◆ Activity
Beneath this instruction is a listing. Transcribe from it only the stretch from the line with "Target: bus windshield" through the line with "Target: bus rear wheel", both end lines included, exactly as written.

- - -

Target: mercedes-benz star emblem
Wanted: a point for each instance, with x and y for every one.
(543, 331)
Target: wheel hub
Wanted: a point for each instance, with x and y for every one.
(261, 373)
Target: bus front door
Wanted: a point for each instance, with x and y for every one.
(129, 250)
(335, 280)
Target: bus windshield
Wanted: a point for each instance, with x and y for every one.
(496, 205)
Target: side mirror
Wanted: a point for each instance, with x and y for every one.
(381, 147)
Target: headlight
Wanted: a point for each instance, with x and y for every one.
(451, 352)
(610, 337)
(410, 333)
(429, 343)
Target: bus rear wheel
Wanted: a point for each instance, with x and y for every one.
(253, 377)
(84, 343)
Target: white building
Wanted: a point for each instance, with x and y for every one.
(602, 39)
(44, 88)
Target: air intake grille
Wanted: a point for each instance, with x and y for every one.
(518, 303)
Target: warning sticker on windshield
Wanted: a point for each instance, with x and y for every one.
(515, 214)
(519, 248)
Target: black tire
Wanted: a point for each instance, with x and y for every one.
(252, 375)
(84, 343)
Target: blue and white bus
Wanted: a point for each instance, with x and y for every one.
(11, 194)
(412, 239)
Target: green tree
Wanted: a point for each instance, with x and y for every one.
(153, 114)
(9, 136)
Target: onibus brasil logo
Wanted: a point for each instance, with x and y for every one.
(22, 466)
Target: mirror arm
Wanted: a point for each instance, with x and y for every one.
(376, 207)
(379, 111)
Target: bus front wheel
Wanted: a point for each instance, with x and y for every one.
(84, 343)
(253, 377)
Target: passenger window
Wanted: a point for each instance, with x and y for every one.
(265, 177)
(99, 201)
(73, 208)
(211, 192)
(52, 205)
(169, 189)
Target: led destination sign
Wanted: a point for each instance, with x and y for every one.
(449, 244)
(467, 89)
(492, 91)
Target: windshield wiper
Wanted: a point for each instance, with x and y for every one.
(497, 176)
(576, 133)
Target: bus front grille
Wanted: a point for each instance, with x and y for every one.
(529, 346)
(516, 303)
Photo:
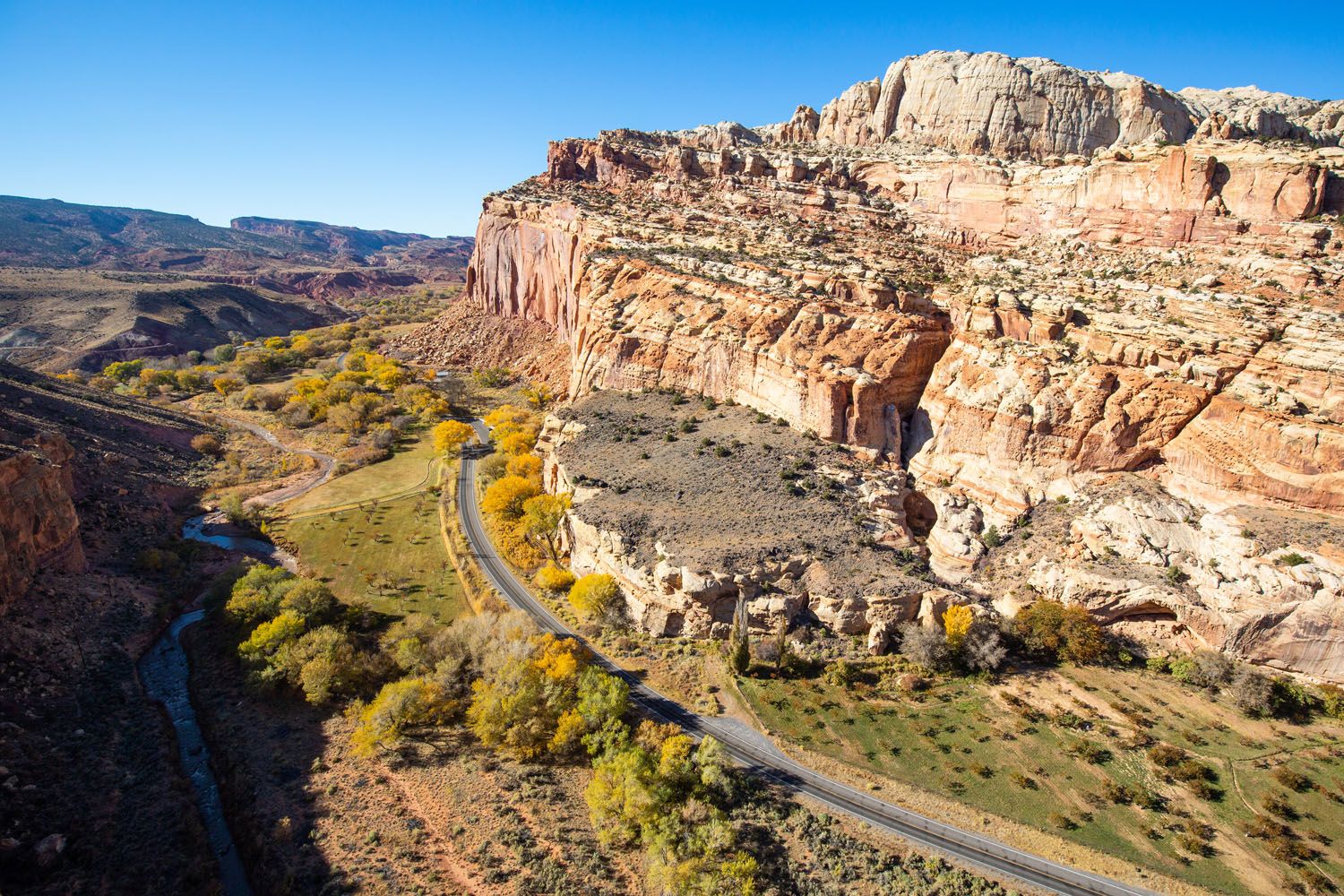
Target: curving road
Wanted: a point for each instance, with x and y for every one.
(754, 751)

- - -

◆ Answer to this task
Target: bus windshield
Wanted: a point for each instance, with x and y for every one.
(496, 205)
Target: side mirror
Wanted: a point for each instance, with x and y for every one.
(381, 147)
Target: headlight
Wanted: a point for each instance, with x and y for every one.
(451, 352)
(610, 337)
(410, 333)
(429, 343)
Target: bus rear wheel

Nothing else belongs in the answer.